▶ _Texte extrait_
#####

Il est douteux que l’OPEP + accepte l’affirmation de Trump comme étant équivalente à une réduction officielle de la production mexicaine. Il n’y aura donc aucun accord. Les pays de l’OPEP prétendront s’en tenir à leurs quotas officiels pour éviter les pressions américaines, tout le monde trichera et essaiera de vendre autant que possible.
La Russie, l’Arabie saoudite et d’autres pays du Golfe pourraient encore réduire leur production. Mais la raison de cela ne sera pas l’accord de l’OPEP + de jeudi, mais un manque de demande et de place pour stocker le surplus de pétrole.
Cela signifie que le prix du pétrole passera en dessous de $20 le baril jusqu’à ce que la demande revienne de son niveau actuel de 75 Mb/j à plus de 90 Mb/j. Cela ne pourra se produire que lorsque la pandémie de coronavirus aura reflué, lorsque les quarantaines sont terminées et que le trafic aérien reprendra à un rythme suffisant. Ce moment viendra probablement dans deux ans. Mais les effets de la dépression mondiale provoquée par la pandémie mettront encore plus de temps à disparaître. Lorsque la demande reviendra enfin aux niveaux précédents, la hausse des prix du pétrole sera encore beaucoup retardée car tout les stocks sont maintenant pleins et devront être vendus avant que la production de brut ne puisse reprendre.
Le pétrole de schiste américain était légèrement rentable au-dessus de $45 le baril. Ce prix est hors de portée pour les trois à cinq prochaines années. C’est beaucoup trop long pour les capacité de financement des compagnies pétrolières de schiste. Les banques américaines, qui ont prêté des milliards à ces entreprises, se préparent déjà à saisir leurs actifs. Les banques perdront la majeure partie des 100 milliards de dollars et plus qu’elles ont investis dans les entreprises de schiste.
La production onéreuse de sables bitumineux du Canada n’est pas non plus viable aux prix actuels.

#####

Enregistrements extraits:
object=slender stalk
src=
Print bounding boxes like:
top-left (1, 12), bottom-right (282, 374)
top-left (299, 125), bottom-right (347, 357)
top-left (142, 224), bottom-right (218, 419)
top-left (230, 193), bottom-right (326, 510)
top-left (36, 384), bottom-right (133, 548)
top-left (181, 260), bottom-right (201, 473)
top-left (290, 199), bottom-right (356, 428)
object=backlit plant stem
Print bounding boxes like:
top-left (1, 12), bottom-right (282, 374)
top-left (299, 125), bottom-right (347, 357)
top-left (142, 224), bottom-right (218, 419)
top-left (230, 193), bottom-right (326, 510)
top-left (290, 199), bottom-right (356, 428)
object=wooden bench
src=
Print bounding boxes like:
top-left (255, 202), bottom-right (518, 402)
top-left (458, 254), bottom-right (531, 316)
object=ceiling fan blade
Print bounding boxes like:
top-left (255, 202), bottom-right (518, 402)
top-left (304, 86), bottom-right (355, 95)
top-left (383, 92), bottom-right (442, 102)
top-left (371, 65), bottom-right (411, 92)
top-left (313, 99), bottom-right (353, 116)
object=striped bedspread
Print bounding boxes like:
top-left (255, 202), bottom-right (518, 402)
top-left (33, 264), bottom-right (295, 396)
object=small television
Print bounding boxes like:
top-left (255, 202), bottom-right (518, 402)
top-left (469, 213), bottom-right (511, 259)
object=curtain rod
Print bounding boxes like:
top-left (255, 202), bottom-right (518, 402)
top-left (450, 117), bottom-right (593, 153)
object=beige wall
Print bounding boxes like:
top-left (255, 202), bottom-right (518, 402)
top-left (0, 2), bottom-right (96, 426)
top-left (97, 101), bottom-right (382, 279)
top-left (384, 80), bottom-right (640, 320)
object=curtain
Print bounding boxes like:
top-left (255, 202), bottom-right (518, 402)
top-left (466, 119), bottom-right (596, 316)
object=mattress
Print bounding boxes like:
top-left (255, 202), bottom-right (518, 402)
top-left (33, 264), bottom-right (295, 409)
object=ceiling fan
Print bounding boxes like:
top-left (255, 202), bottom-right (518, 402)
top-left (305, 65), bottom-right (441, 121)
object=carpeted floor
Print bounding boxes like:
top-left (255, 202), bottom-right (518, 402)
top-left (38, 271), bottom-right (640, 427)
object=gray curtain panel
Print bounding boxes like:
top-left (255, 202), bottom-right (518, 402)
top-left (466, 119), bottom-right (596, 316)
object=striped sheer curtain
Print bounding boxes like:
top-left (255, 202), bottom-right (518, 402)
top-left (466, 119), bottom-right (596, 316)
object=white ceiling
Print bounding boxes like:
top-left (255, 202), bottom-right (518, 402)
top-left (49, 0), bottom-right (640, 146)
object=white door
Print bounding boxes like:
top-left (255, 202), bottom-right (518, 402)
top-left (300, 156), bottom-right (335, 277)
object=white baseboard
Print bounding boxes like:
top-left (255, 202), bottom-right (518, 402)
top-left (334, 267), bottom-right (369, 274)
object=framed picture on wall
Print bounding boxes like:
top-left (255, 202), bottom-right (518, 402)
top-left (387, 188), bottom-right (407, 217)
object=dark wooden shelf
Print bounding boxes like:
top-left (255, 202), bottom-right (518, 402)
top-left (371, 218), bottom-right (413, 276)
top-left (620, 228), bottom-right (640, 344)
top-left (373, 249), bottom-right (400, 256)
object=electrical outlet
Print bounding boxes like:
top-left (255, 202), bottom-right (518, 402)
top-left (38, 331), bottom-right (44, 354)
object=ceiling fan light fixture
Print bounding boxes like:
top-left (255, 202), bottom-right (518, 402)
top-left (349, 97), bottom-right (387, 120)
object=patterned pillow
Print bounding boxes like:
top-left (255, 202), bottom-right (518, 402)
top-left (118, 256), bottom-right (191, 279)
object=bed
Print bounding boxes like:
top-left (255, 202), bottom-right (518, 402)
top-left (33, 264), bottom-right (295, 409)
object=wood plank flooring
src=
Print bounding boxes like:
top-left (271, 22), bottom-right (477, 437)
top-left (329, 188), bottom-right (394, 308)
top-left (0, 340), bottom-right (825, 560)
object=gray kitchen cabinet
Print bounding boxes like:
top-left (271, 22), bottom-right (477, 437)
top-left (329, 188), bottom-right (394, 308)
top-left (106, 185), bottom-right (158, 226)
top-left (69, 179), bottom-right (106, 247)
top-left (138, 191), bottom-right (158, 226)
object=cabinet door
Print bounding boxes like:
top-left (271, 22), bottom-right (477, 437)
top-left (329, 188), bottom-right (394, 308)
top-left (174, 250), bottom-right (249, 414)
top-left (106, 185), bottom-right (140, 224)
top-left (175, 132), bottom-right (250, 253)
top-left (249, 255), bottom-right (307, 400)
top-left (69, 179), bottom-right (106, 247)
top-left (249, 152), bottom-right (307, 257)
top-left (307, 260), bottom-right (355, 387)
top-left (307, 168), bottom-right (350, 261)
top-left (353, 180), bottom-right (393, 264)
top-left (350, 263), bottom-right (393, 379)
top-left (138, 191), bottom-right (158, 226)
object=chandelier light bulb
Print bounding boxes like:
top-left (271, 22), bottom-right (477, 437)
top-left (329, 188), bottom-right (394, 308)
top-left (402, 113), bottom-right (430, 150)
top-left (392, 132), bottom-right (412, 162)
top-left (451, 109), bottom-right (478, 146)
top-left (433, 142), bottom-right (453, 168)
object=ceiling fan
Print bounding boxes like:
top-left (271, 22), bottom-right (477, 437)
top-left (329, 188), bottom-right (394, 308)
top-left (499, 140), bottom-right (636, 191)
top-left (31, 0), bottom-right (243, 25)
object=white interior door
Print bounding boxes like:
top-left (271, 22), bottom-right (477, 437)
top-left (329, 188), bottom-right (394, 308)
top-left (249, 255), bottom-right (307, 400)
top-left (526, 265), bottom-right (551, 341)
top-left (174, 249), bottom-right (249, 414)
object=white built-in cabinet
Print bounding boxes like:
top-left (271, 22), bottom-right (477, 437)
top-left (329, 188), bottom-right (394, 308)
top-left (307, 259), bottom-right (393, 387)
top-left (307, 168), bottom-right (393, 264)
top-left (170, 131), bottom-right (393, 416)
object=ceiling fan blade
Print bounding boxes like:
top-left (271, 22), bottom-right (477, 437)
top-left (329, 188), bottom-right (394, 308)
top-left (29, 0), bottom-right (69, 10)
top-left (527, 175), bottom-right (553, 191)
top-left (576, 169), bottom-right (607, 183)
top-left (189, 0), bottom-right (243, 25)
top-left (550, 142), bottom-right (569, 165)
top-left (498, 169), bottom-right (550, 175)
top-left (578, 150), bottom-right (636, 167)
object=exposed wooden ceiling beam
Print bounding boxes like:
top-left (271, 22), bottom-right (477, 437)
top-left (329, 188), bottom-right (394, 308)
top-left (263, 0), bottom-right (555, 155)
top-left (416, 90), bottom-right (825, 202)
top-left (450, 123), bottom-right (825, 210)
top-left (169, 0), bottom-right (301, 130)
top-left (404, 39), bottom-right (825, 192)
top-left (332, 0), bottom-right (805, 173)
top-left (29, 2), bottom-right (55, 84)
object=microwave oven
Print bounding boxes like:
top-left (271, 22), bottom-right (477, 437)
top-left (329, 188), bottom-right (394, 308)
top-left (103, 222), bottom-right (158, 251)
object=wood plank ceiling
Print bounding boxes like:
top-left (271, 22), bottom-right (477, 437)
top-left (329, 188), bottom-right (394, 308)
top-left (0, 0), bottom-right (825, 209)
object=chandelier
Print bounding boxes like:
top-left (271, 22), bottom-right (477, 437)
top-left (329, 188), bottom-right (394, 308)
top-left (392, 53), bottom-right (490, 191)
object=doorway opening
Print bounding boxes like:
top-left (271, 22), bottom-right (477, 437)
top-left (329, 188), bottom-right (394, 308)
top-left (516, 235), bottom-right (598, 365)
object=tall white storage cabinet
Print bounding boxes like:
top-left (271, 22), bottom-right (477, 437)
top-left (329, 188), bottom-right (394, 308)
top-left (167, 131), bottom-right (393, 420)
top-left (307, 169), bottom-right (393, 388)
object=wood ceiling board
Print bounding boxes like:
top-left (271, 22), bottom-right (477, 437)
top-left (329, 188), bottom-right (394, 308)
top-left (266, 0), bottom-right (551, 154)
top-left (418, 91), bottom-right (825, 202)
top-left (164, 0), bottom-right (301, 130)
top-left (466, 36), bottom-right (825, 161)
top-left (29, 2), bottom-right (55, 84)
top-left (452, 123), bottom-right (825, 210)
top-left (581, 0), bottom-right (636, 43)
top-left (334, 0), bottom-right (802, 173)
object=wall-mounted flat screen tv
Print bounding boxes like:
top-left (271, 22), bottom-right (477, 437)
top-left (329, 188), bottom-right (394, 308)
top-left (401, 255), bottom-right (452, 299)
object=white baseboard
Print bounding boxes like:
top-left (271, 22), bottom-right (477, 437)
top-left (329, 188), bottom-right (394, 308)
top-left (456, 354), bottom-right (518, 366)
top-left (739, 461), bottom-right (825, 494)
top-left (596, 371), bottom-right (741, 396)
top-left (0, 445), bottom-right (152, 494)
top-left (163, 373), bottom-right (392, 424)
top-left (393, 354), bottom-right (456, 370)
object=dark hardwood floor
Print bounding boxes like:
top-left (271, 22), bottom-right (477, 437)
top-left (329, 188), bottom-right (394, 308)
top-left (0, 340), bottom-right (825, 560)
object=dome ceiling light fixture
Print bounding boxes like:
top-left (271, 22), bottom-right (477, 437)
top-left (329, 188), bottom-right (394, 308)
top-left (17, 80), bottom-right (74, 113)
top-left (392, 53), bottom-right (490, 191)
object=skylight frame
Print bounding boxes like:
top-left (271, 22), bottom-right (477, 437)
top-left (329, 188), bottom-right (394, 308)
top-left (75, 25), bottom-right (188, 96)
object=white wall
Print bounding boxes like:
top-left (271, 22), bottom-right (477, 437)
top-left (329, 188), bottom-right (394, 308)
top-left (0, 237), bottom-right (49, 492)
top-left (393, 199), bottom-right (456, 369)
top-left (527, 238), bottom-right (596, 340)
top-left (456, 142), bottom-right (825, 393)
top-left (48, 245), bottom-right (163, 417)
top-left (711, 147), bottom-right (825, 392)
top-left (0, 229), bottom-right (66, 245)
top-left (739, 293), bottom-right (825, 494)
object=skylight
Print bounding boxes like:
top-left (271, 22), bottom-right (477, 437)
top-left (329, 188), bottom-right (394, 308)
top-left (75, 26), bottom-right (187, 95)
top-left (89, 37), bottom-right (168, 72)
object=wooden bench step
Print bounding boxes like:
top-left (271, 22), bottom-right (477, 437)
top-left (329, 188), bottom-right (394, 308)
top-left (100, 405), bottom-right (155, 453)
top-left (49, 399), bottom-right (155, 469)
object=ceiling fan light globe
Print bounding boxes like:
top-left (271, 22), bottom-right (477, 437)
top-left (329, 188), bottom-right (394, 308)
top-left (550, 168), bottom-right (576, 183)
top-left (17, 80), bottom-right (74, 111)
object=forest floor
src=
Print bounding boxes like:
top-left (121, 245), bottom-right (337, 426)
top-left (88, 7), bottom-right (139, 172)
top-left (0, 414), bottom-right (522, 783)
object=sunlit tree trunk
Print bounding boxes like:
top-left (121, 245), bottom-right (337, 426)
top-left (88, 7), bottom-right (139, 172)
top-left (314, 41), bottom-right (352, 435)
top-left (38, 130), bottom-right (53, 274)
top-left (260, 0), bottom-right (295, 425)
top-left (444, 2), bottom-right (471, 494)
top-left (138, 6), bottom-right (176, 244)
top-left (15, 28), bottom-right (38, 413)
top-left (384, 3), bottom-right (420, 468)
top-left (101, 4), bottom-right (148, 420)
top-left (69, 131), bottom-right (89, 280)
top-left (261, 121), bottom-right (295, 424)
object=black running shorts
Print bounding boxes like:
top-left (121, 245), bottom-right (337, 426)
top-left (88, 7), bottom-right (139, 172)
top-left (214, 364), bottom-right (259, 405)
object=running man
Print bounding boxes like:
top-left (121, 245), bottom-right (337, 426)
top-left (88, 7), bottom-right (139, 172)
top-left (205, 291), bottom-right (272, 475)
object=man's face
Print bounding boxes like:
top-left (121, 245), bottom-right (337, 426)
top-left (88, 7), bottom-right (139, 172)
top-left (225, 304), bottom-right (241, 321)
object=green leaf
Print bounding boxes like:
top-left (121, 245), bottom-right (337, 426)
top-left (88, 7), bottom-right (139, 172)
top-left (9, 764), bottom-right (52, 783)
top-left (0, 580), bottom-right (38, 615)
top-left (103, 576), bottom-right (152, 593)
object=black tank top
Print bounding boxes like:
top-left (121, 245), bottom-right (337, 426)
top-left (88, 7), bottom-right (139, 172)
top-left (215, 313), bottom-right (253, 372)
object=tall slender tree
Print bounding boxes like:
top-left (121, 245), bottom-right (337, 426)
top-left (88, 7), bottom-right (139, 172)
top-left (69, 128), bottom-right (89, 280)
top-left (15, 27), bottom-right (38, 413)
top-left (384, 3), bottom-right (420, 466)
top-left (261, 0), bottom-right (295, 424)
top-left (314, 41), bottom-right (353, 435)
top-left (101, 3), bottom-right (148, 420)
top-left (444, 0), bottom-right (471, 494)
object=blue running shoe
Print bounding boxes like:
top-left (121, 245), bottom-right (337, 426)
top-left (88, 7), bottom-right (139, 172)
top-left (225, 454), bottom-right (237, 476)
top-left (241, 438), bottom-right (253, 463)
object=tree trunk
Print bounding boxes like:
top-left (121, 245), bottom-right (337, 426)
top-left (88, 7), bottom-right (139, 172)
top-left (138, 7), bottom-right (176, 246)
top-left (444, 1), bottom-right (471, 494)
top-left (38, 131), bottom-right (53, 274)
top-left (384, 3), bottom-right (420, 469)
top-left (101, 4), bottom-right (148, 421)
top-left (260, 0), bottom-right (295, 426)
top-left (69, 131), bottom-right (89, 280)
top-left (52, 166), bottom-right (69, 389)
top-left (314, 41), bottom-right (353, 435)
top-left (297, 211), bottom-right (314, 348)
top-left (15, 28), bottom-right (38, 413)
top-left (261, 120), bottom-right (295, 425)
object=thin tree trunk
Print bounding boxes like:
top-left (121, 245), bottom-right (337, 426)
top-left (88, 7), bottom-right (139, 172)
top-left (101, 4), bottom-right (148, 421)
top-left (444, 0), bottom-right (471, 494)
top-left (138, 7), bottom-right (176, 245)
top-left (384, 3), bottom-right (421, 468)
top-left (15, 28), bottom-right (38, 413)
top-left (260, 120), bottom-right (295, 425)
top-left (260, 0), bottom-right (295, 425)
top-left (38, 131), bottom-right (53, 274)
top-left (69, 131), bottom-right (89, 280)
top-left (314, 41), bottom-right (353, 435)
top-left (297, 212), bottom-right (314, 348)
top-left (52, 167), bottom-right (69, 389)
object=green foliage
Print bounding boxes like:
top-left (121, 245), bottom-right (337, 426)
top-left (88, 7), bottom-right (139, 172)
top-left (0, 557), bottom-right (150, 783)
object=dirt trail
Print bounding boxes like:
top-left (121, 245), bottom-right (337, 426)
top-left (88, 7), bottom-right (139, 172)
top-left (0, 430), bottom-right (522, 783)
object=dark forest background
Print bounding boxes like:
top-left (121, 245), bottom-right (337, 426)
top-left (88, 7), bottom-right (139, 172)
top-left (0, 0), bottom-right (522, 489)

#####

▶ _Consignes_
1: Dans le texte sur le marché du pétrole, au-dessus de quel prix le pétrole de schiste américain était-il légèrement rentable ?
2: Poursuivez le texte sur le marché du pétrole à partir de sa dernière phrase.

▶ _Réponses_
1: Au-dessus de 45 dollars le baril.

2:
L’industrie du pétrole de schiste en Amérique du Nord a bien profité des accords précédents de l’OPEP +, qui limitaient la production dans les pays qui peuvent produire à des coûts bien inférieurs. Les prix maintenus artificiellement par le cartel se sont effondrés et il n’y a aucun moyen qu’ils reviennent de si tôt.
Il s’agit d’une catastrophe pour le marché du travail dans le secteur pétrolier américain. D’autant plus que les pertes d’emplois viendront s’ajouter à celles des autres services et industries.
C’est également catastrophique pour les pays du golfe Persique qui dépendent des ventes de pétrole pour financer leurs budgets. L’Irak sera très durement touché et le manque d’argent risque de mettre le pays en faillite. Les « royals » saoudiens ne pourront plus financer l’État providence qui avait sérieusement limité tout défi à leur pouvoir.
Les producteurs d’énergie alternative peuvent également devenir les victimes de la baisse des prix du pétrole car ils ne sont plus compétitifs. Avec des prix de l’essence bas, les voitures électriques perdront l’avantage d’une électricité bon marché.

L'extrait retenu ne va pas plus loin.